## start Source extract

Dr. Trigon wrote:
On 03.03.2012 22:46, Merlissimo wrote:
Hello toolserver users,
[...]
First thanks a lot for your effort!! First I thought why making it even more complicate (this increases the possibility of mal-config) but after setting my cron(ie)tab up I have to say it makes sense! Will be a good thing even thought not simple.
-- Example:
This morning Dr. Trigon complained that his job "mainbot" did not run immediatly and was queued for a long time. I would guess he submitted his job from cron using "cronsub mainbot -l /home/drtrigon/pywikipedia/mainbot.py" This indicates that the job runs forevery (longrun) with unkown memory usage. So grid engine was only able to start this job on willow. It is not possible to run infinite job on the webservers (only shorter jobs are allowed so that most jobs have finished before high webserver usage is expected during the evening). Nor it was possible to run it on the server running mail transfer agent which only have less than 500MB memory free, but much cpu power (expected memory usage is unkown). Other servers like nightshade and yarrow aren't currently available.
Thanks for taking me as an example - that help a lot... ;))
The exact command was: cronsub -sl mainbot $HOME/pywikipedia/bot_control.py -default -cron (very close... ;)
According to the last run of this job it takes about 2 hours and 30 minutes runtime and had a peek usage of 370 MB memory. I got these values by requesting grid engine about usage statistics of the last ten days: "qacct -j mainbot -d 10". To be safe that the job gets always enough resouces i would suggest to raise the values to 4 hours and 500MB memory. It is not a problem if you request more resouces than really needed, but job needing more resources than requested may be killed. So the new submit command would be:
"qcronsub -N mainbot -l h_rt=4:00:00 -l virtual_free=500MB /home/drtrigon/pywikipedia/mainbot.py"

## end Source extract
## start Given entries

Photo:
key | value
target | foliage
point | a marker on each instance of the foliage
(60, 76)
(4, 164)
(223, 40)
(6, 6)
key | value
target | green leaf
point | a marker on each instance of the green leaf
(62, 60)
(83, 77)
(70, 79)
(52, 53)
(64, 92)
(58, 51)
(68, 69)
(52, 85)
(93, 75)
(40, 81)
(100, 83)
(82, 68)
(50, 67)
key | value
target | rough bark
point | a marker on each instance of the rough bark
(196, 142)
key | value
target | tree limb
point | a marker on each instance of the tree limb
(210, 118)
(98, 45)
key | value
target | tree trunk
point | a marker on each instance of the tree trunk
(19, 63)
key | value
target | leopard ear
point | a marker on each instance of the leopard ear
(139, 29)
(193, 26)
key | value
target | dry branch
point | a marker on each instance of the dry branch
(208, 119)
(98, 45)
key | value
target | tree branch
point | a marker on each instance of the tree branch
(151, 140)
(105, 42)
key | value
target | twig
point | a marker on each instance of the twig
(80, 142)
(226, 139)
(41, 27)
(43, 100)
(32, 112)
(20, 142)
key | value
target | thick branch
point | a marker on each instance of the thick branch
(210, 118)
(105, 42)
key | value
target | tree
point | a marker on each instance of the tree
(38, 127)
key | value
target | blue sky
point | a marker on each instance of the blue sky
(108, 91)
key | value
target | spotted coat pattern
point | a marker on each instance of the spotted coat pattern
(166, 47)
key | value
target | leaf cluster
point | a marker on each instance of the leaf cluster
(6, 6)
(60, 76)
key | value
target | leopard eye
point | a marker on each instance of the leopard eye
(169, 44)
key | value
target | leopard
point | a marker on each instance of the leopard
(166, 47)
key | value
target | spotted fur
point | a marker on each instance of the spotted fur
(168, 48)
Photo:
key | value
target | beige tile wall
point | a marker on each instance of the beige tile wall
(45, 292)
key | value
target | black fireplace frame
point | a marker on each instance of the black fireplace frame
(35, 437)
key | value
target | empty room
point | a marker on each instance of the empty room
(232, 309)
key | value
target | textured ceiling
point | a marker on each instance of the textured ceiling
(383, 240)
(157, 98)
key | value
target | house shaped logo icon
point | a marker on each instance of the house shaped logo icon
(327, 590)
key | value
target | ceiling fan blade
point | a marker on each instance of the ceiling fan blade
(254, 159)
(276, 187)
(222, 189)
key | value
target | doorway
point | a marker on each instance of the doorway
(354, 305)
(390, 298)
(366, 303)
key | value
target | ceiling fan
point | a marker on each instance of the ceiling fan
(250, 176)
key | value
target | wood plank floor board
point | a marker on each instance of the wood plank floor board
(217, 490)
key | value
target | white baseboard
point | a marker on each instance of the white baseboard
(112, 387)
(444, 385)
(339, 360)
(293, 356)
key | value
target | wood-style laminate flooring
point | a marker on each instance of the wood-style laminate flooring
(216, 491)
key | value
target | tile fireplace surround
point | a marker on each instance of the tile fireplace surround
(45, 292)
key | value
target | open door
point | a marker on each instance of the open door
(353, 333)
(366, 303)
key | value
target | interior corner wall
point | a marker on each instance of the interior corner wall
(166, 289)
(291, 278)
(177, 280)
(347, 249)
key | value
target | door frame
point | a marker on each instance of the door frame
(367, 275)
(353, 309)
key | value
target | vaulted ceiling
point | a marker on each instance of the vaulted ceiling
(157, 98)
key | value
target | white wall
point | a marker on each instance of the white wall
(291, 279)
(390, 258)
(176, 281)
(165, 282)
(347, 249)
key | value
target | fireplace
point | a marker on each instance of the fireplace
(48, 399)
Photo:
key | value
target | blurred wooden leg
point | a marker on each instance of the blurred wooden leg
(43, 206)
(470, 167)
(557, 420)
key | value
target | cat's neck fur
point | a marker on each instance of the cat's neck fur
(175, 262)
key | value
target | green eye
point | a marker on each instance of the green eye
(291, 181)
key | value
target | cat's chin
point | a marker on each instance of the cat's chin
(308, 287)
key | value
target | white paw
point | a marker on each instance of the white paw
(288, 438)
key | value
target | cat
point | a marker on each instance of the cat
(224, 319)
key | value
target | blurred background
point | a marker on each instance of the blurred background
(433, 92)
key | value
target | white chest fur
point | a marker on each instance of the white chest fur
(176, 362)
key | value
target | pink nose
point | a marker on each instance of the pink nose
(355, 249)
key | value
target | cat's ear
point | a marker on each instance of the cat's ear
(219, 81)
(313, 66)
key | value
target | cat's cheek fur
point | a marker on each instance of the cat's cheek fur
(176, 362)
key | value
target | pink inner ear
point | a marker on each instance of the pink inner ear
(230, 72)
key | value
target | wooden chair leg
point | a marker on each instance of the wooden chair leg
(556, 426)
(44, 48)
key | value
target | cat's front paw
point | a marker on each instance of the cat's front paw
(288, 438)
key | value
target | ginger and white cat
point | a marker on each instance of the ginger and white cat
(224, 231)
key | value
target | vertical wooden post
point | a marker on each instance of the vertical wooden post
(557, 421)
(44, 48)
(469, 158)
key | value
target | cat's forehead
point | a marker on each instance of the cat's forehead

## end Given entries

Directions for this task
Set down the stretch of the grid engine thread above from "Thanks for taking" through "(very close... ;)", keeping every word and mark as it stands.

Response to the exercise
Thanks for taking me as an example - that help a lot... ;))
The exact command was: cronsub -sl mainbot $HOME/pywikipedia/bot_control.py -default -cron (very close... ;)